• [EXTRACTED ENTRIES]:
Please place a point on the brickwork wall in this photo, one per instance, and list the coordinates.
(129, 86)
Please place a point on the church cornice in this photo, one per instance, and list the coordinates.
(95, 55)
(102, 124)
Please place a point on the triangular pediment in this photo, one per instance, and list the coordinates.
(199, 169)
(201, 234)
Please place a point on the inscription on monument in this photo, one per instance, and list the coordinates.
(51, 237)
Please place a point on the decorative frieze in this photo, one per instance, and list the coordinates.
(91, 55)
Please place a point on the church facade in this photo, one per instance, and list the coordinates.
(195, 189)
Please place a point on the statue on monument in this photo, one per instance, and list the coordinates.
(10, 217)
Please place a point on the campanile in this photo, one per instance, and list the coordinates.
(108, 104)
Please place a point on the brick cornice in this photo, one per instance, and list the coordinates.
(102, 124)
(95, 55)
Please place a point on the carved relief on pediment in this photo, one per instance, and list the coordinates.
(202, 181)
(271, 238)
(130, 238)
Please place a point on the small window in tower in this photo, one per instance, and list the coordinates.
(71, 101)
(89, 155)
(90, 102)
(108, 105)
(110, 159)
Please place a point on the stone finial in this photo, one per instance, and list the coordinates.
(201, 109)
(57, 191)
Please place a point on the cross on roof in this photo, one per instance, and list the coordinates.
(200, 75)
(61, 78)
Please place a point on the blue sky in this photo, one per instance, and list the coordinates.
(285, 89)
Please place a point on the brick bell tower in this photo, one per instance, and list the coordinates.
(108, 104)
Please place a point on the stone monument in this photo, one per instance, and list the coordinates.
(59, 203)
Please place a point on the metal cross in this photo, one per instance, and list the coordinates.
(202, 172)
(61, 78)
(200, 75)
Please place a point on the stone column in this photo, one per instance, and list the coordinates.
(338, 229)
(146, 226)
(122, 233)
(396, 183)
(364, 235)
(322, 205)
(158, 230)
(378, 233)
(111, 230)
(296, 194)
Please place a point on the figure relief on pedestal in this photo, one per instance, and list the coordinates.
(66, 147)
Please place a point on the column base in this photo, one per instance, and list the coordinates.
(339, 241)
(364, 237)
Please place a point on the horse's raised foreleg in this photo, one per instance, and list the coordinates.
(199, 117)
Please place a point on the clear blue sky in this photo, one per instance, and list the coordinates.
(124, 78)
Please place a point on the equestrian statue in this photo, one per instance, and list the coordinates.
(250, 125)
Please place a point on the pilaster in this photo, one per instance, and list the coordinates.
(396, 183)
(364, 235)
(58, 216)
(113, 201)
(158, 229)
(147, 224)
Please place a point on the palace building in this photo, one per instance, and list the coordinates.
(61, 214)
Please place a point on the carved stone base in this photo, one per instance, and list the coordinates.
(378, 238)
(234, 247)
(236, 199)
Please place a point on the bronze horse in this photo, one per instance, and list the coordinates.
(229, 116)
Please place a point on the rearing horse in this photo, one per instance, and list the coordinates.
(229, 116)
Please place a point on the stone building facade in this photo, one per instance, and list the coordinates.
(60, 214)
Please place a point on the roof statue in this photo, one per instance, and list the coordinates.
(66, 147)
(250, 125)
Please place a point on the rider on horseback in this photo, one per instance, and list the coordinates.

• [STATED GOAL]:
Put the lines of the listing, from the line containing "Please place a point on the carved stone" through the end of the listing, into a JSON list of strings, one string per line, with blank lines left out.

• [EXERCISE RESULT]:
[
  "Please place a point on the carved stone base in this photo, one per instance, and list the coordinates.",
  "(378, 238)",
  "(234, 247)",
  "(236, 199)",
  "Please place a point on the bronze horse in this photo, one per instance, and list the coordinates.",
  "(229, 116)",
  "Please place a point on the rearing horse in this photo, one per instance, and list the coordinates.",
  "(229, 116)",
  "Please place a point on the stone building facade in this photo, one per instance, and list the coordinates.",
  "(60, 214)",
  "Please place a point on the roof statue in this photo, one per instance, and list the coordinates.",
  "(66, 147)",
  "(250, 125)",
  "Please place a point on the rider on horseback in this photo, one per instance, and list the coordinates."
]